>> begin

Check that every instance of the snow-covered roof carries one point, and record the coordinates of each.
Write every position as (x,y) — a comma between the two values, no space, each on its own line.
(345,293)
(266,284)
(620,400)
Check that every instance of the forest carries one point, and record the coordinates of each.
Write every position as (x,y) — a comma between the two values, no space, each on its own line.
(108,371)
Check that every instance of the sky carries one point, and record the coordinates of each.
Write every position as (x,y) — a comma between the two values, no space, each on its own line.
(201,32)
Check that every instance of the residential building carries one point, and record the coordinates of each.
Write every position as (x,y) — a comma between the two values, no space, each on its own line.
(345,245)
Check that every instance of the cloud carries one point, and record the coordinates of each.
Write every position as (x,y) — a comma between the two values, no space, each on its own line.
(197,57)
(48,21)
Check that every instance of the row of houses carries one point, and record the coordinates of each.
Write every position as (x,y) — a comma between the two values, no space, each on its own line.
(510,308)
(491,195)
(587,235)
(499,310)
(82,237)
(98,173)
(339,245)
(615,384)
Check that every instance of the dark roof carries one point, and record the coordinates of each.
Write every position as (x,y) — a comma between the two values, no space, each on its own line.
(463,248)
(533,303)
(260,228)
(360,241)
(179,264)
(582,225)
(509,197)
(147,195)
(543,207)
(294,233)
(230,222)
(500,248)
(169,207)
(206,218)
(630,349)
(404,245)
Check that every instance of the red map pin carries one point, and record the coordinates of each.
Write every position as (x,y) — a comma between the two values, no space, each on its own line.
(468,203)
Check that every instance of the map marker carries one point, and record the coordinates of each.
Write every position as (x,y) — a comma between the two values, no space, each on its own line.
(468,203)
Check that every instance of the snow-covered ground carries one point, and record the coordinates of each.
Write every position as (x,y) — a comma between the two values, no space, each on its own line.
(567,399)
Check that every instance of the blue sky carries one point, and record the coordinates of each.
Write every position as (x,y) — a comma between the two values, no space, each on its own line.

>> end

Rewrite every one of the rows above as a numbered list, and leave out any blank lines.

**Task response**
1. Check that every instance of the snow-covered roof carries one point, and record the coordinates of each.
2. Write every position as (x,y) — a comma between the two values, no space, each on its own line.
3. (345,293)
4. (266,284)
5. (620,400)
6. Check that every instance of the forest carries one point, and record the coordinates of each.
7. Write every position as (x,y) — a comma between the two values, no space, each on its own line.
8. (108,371)
9. Check that every instance of the sky carries one point, and record the coordinates of each.
10. Write every position as (x,y) — a comma between the two values, no space, each on its own line.
11. (201,32)
12. Check that every instance of the residential building carries one point, and record the coordinates of each.
13. Write every position as (x,y) — a comma between the two values, no space, each on its own line.
14. (345,245)
15. Check that every instance of the cloud carries one point, and record the coordinates of each.
16. Write every position as (x,y) — a comma between the two values, no space, each on its own line.
17. (197,57)
18. (48,21)
19. Check that every instance of the row of houses carries one point, and record the coordinates of each.
20. Write every position as (x,y) — a comma between the two values, no space, each on its own line.
21. (510,308)
22. (491,195)
23. (587,235)
24. (499,310)
25. (82,237)
26. (98,173)
27. (339,245)
28. (615,384)
29. Check that every instance of the dark roof carries one point, and record the coordinates of each.
30. Write every position as (x,y) — a comma between the two values, no space, each on its own line.
31. (463,248)
32. (533,303)
33. (260,228)
34. (360,241)
35. (179,264)
36. (582,225)
37. (509,197)
38. (147,195)
39. (543,207)
40. (294,233)
41. (230,222)
42. (500,248)
43. (169,207)
44. (206,218)
45. (630,349)
46. (404,245)
47. Check that every instance of the red map pin carries one point, and record the coordinates of each.
48. Write every position as (x,y) — a comma between the two values, no space, each on its own line.
49. (468,203)
50. Check that every instance of the map marker carries one point, and record the coordinates of each.
51. Write every position as (x,y) — a comma between the two values, no space, each on its own line.
52. (468,203)
53. Check that every instance of the snow-covered ground carries one point, and record the coordinates of each.
54. Write every position as (x,y) — a comma between the two values, no space, each on its own line.
55. (567,399)
56. Check that every instance of the blue sky carries one point, and record the coordinates of each.
57. Write every position as (x,y) — a comma between the two values, no space, each on its own line.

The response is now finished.